Stored data:
======
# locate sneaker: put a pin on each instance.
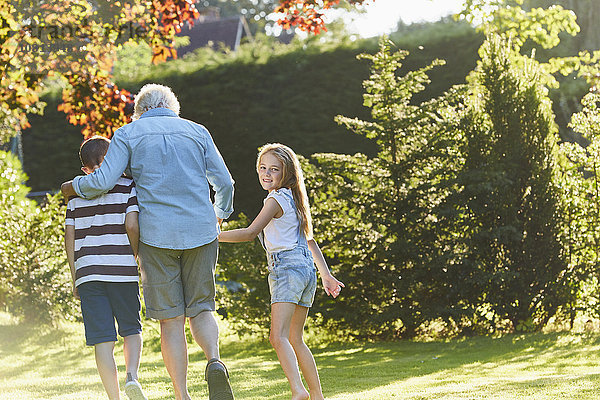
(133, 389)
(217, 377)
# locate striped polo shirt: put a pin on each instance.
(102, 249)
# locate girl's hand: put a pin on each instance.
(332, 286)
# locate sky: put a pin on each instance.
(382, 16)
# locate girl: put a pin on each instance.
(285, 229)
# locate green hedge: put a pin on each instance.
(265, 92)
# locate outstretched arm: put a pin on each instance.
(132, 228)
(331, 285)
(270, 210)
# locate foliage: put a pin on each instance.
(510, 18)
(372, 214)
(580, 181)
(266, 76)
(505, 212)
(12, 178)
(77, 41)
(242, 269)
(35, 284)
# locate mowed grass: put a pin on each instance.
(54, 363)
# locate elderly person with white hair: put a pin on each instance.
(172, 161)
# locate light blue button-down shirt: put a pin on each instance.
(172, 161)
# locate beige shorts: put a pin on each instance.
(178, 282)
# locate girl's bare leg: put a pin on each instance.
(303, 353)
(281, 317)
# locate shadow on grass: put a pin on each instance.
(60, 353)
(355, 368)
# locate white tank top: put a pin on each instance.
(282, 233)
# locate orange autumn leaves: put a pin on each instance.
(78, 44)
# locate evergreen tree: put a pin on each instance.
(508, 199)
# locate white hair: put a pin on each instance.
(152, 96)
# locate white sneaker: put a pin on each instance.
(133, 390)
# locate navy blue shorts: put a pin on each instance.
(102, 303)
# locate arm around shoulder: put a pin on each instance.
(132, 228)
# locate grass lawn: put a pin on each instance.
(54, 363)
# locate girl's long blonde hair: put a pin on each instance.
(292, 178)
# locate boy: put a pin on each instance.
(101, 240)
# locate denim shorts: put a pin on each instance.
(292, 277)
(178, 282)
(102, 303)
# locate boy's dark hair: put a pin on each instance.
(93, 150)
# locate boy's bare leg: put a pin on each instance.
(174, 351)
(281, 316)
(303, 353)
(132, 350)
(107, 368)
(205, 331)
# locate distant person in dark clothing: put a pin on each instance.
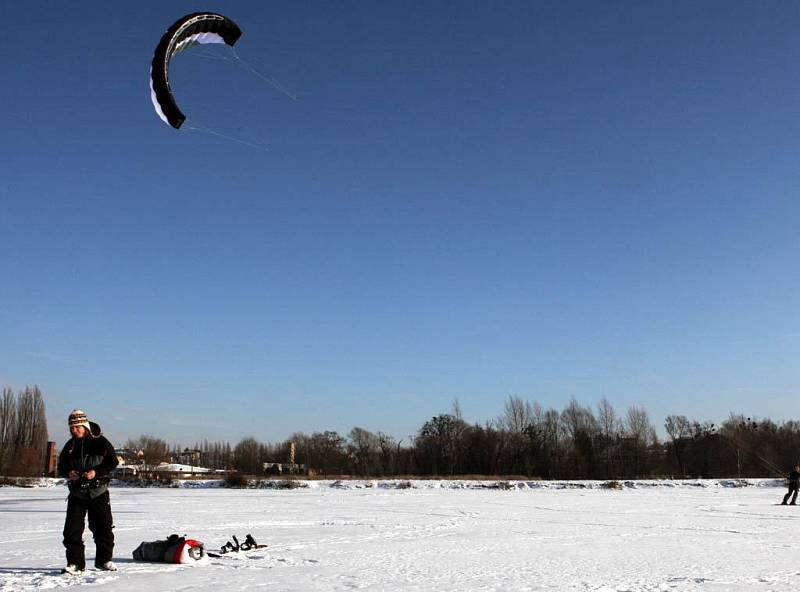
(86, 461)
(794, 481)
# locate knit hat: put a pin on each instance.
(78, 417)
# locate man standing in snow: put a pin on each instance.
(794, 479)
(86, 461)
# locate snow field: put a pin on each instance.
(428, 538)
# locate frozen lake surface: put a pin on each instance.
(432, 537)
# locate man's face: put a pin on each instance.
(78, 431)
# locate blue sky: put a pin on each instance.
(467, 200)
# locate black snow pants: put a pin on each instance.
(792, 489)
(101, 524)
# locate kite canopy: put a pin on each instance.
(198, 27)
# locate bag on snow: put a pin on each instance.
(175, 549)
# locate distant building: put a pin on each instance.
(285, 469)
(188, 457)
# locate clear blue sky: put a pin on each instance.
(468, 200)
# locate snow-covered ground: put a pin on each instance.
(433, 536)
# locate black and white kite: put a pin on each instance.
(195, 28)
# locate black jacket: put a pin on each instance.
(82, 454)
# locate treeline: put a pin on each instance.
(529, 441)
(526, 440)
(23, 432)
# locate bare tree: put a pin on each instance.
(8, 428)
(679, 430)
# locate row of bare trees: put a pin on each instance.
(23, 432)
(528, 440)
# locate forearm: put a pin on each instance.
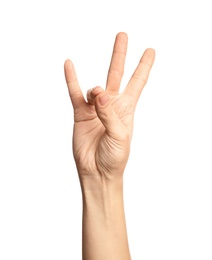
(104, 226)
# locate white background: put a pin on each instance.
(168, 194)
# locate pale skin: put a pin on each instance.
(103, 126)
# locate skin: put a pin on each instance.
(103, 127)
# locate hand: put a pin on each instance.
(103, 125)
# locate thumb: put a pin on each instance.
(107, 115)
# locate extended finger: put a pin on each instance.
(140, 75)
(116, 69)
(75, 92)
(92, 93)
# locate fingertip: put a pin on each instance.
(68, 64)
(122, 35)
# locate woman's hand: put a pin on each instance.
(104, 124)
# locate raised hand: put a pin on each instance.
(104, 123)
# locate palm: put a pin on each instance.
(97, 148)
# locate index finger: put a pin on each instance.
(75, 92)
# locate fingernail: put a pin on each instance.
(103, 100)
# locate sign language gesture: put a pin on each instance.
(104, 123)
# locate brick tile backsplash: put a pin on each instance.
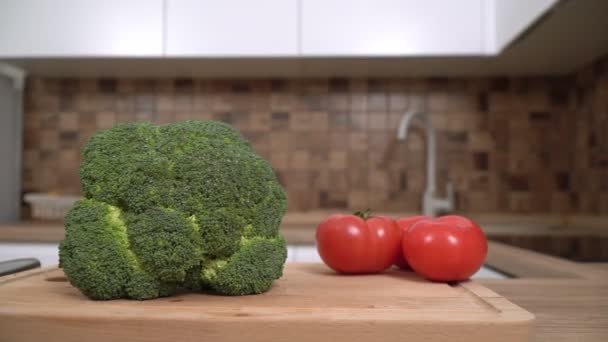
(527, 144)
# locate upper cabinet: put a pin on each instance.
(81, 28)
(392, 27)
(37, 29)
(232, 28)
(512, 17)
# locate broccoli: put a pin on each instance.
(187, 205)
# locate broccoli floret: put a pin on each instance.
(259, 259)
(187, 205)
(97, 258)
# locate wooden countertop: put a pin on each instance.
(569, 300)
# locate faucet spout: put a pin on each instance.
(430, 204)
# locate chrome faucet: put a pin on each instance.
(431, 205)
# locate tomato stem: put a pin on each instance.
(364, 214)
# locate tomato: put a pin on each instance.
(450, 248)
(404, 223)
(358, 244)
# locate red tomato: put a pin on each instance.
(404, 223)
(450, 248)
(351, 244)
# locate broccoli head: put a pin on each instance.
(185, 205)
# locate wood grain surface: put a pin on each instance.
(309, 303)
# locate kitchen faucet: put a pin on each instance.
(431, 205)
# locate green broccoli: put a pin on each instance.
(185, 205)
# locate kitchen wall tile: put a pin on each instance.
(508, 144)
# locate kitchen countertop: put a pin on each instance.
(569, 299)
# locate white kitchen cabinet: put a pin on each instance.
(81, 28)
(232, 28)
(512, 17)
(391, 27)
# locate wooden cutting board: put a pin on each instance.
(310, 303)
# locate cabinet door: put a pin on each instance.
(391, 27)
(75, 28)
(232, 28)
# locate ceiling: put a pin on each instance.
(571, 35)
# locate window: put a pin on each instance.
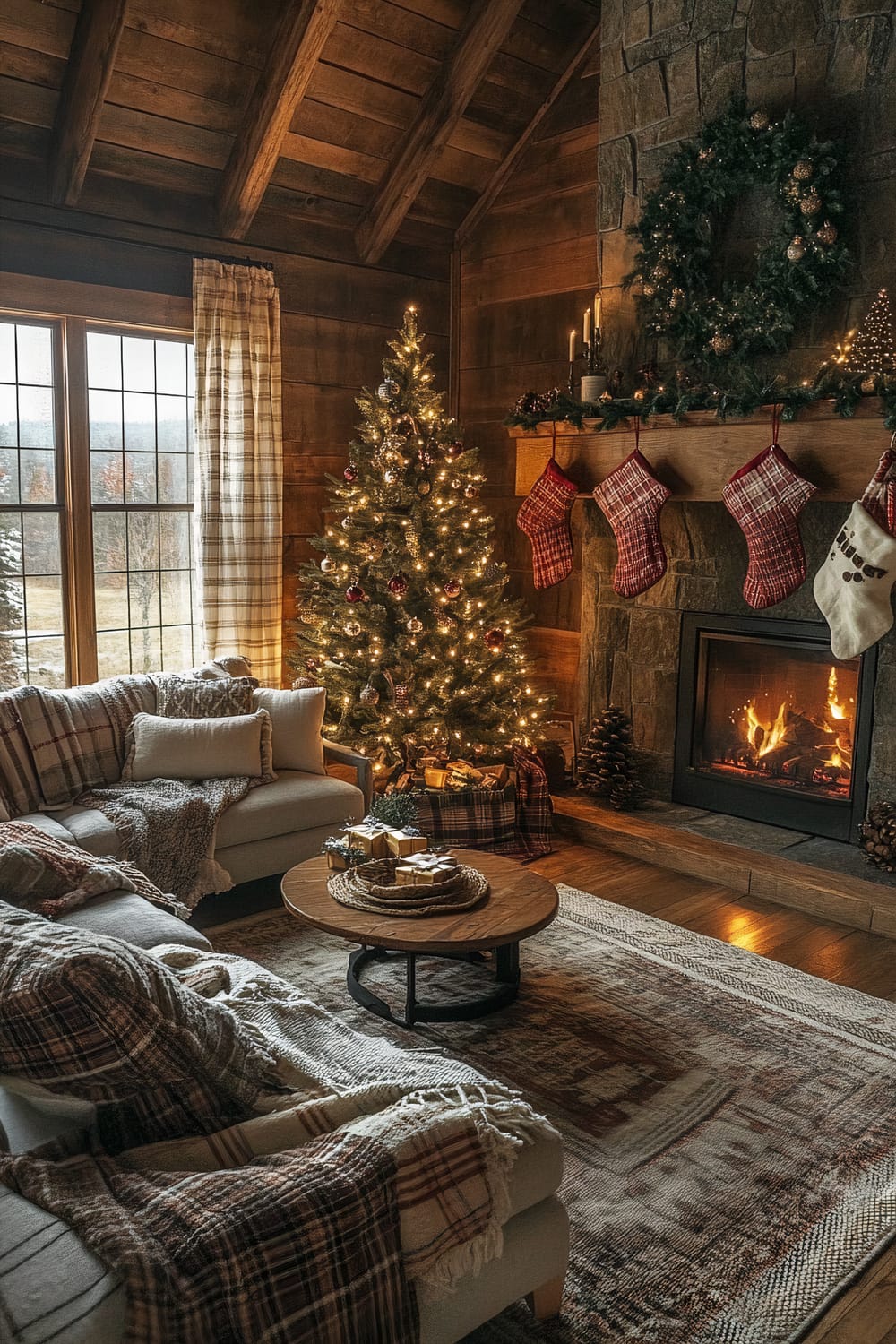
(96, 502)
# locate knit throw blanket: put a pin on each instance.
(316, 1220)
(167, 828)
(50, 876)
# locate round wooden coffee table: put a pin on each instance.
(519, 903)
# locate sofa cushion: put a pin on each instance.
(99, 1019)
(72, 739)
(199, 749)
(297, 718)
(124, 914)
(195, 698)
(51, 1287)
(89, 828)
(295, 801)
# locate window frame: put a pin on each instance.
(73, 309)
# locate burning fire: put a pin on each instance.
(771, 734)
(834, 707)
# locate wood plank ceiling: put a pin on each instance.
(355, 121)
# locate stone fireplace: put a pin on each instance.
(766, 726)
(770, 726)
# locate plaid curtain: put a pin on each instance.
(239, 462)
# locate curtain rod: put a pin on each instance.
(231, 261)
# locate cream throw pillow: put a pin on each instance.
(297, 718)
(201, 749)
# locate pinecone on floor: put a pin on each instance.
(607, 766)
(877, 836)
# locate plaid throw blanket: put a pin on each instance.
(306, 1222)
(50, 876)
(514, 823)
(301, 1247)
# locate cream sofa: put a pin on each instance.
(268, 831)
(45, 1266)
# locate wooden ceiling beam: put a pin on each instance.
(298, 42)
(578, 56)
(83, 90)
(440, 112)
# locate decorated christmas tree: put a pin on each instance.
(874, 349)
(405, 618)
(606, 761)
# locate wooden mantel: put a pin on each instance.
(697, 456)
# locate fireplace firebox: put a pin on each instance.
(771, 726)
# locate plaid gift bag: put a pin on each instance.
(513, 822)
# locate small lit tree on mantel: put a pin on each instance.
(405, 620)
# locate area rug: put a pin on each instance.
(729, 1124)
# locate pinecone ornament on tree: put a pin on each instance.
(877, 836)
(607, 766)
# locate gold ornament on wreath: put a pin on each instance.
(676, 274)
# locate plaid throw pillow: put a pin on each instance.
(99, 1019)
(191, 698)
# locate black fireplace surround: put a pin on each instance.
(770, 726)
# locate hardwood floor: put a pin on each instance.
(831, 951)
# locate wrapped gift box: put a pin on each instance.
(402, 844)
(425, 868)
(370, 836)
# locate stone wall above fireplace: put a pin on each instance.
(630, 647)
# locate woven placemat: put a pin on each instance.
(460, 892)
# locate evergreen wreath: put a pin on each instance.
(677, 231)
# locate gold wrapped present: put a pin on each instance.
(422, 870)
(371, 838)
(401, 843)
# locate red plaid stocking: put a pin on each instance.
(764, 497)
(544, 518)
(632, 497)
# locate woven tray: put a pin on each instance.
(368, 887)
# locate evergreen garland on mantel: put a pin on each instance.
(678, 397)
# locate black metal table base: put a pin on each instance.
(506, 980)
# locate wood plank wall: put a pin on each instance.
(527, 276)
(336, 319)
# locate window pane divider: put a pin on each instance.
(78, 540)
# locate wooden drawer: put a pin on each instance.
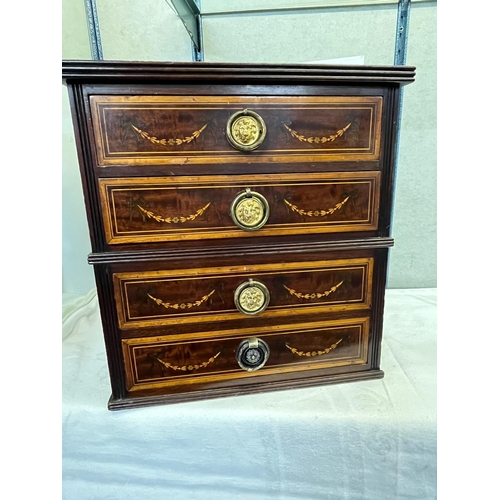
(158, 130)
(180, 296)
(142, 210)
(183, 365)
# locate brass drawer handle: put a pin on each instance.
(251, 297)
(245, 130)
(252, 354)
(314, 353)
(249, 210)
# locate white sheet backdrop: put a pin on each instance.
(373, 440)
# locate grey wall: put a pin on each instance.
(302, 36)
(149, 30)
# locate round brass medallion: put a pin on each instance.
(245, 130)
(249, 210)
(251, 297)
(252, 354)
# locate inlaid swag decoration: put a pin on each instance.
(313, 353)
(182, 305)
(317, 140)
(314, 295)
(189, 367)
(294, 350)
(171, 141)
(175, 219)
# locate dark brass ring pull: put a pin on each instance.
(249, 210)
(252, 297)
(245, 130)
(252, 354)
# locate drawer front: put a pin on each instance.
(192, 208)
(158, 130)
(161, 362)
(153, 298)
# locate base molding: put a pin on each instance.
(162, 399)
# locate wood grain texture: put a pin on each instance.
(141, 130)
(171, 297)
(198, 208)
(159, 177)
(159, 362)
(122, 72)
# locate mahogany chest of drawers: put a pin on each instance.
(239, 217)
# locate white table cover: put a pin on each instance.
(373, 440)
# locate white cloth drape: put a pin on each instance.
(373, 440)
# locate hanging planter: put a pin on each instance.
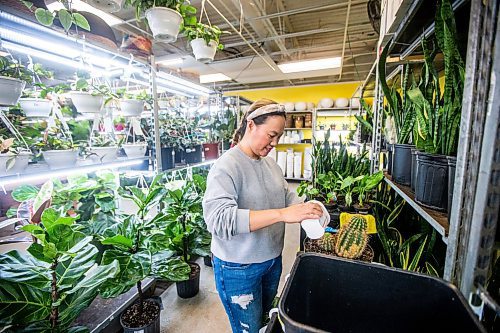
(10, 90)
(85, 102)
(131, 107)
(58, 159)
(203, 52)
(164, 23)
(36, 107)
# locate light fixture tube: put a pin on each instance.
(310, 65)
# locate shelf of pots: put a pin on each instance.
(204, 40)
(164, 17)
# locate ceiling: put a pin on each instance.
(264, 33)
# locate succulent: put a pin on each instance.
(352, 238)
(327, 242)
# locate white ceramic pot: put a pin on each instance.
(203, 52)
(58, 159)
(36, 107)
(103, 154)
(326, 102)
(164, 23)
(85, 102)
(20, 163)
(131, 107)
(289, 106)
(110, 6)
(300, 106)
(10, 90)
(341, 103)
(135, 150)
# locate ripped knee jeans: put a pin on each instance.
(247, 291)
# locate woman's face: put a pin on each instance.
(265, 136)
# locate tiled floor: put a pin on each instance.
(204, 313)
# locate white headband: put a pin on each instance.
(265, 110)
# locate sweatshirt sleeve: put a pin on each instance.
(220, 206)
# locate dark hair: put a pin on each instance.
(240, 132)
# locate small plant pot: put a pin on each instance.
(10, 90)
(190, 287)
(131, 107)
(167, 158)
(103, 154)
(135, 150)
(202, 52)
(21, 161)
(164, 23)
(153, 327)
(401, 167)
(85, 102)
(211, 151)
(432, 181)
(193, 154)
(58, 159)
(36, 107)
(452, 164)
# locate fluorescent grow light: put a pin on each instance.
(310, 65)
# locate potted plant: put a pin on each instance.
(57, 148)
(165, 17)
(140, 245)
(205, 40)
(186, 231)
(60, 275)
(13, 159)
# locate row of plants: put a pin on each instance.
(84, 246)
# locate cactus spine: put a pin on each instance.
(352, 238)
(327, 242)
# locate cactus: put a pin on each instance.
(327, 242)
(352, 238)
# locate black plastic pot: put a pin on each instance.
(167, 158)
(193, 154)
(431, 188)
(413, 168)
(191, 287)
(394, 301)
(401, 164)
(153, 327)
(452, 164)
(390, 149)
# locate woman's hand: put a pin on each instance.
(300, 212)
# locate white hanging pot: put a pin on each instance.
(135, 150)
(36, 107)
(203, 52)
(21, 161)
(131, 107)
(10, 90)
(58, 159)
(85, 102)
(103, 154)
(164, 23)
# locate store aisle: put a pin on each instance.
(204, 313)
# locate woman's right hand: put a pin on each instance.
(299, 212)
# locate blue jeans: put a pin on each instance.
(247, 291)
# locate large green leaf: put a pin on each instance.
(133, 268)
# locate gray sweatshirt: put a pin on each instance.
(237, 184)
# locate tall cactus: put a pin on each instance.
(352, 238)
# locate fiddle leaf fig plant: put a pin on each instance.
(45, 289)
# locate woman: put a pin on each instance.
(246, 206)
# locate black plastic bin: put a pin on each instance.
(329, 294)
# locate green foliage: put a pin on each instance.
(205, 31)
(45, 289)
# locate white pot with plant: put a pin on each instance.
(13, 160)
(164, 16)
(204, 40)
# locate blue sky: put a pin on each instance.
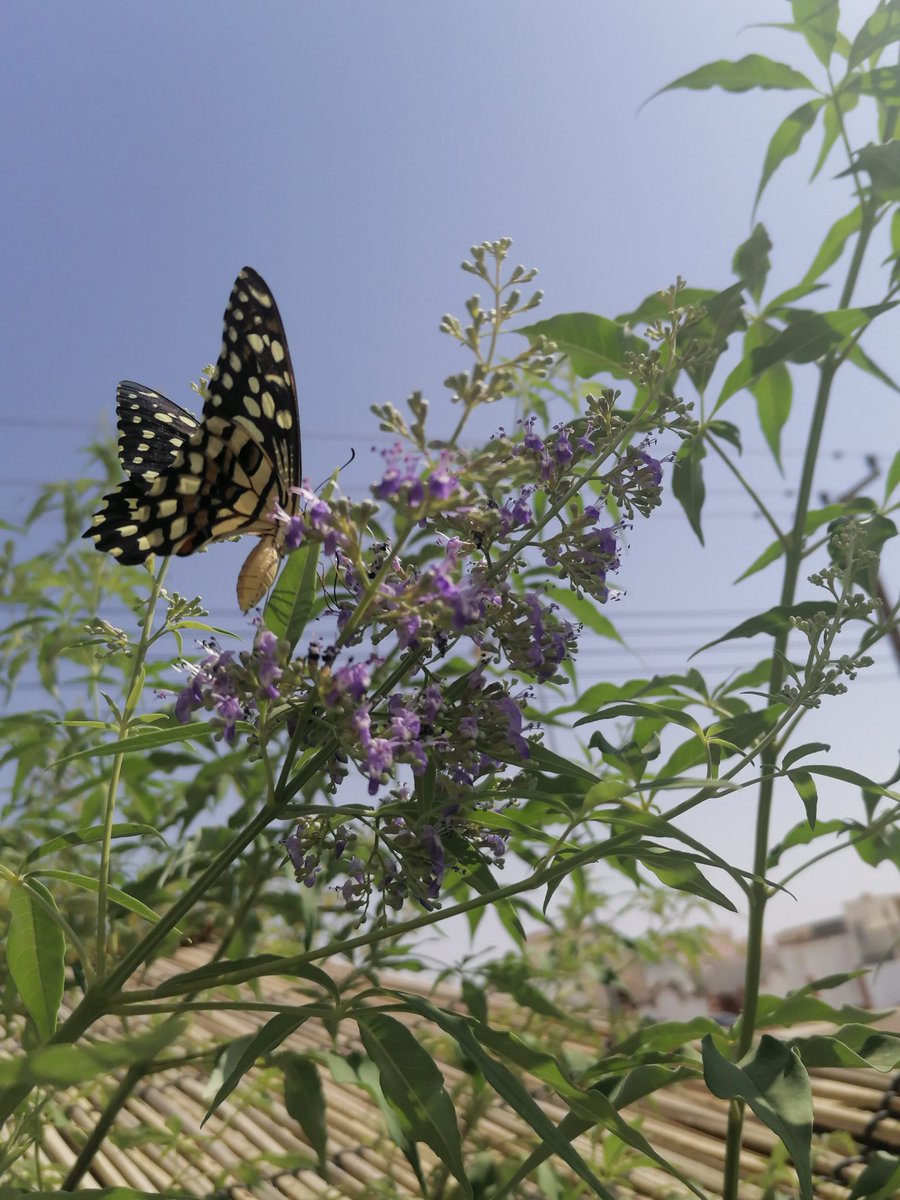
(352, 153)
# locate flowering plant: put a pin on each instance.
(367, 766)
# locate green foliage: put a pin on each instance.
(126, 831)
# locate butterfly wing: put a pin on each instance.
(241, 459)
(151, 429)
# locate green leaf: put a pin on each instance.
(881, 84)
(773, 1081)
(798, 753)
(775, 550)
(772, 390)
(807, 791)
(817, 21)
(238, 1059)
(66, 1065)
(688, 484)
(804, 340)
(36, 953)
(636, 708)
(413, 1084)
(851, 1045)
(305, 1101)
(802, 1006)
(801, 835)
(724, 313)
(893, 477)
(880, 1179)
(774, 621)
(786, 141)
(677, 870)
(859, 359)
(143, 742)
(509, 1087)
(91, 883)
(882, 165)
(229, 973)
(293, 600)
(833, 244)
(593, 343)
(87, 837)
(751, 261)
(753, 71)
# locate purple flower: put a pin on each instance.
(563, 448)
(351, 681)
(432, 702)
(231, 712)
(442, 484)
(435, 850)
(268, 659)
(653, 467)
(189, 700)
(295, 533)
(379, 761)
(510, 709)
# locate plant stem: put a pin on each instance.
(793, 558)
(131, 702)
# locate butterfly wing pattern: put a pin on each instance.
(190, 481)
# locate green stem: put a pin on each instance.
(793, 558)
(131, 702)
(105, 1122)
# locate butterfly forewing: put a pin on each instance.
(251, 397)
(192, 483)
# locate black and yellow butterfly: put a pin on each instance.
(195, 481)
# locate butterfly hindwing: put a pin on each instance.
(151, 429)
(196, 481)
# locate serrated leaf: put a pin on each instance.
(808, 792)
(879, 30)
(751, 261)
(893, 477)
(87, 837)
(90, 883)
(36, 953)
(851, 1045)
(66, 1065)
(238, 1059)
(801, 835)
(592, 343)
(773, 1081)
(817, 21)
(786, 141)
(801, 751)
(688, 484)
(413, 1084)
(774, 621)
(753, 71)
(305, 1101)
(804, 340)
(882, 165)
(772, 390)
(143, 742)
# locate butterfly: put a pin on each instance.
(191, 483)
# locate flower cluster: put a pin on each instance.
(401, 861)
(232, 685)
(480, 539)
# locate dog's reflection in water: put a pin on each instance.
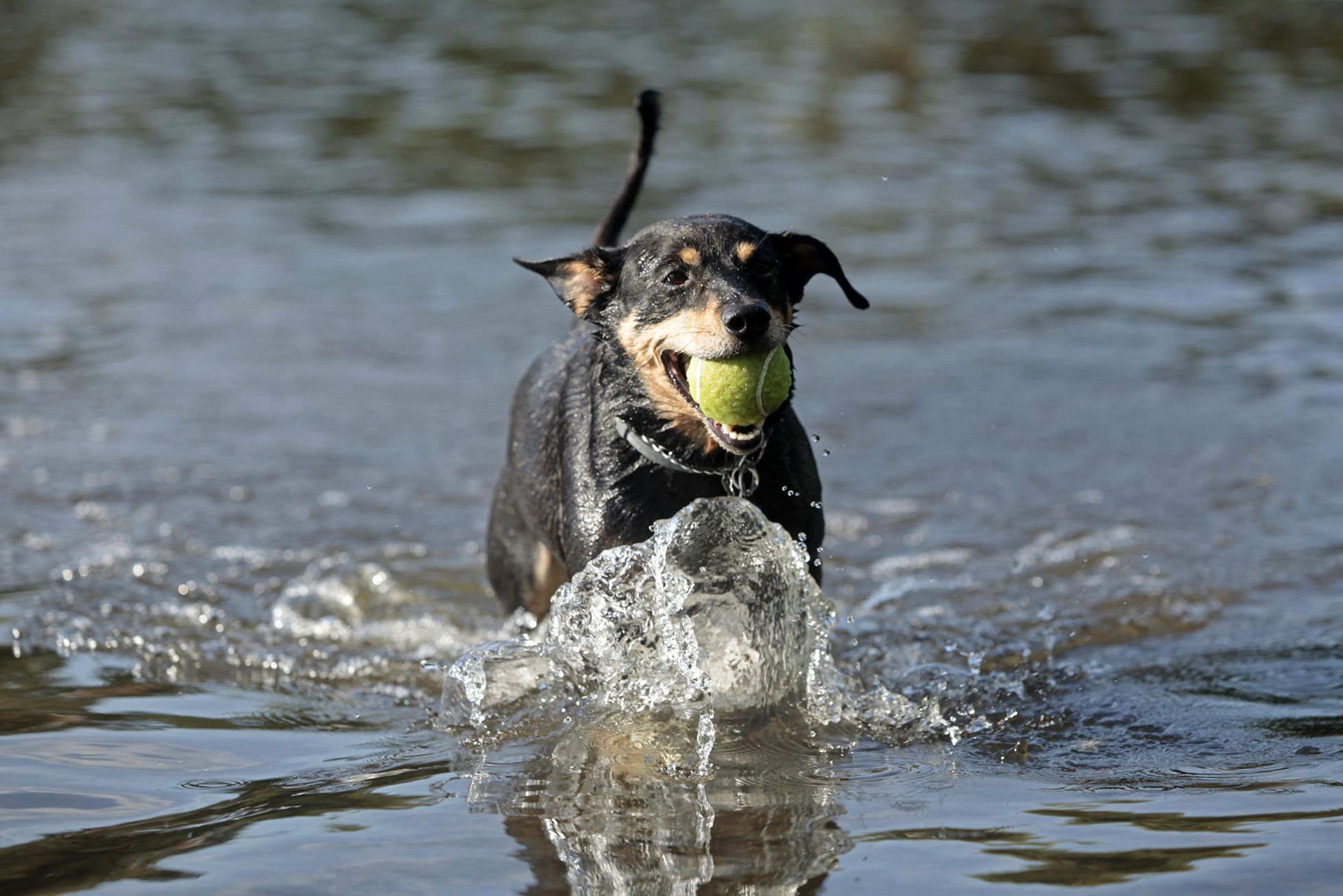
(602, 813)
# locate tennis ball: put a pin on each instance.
======
The request:
Exactly the lines from the one containing "# locate butterfly wing pattern: put" to the final line of the entries are wanted; please write them out, both ends included, but not the pictures.

Reply:
# locate butterfly wing pattern: put a pin on each instance.
(190, 481)
# locate green stem: put a pin on each instance.
(793, 558)
(131, 702)
(105, 1122)
# locate butterfly forewing: put a pin on each instance.
(251, 397)
(192, 483)
# locate black and yellow butterfly: put a pin on each instance.
(195, 481)
# locate butterfly hindwing: put a pin on each instance.
(151, 429)
(196, 481)
# locate serrated leaf: put a pin on each instance.
(808, 792)
(879, 30)
(751, 261)
(893, 477)
(87, 837)
(90, 883)
(36, 953)
(851, 1045)
(66, 1065)
(238, 1059)
(801, 835)
(592, 343)
(773, 1081)
(817, 21)
(786, 141)
(801, 751)
(688, 484)
(413, 1084)
(774, 621)
(753, 71)
(305, 1101)
(804, 340)
(882, 165)
(772, 390)
(143, 742)
# locate butterfly: put a pin on each instance.
(191, 483)
# locate flower cluster: put a pin on each instance.
(401, 861)
(232, 685)
(480, 539)
# locate dog's reflection in water: put a pin on each instance.
(602, 813)
# locate tennis ball: put a pin on each instance.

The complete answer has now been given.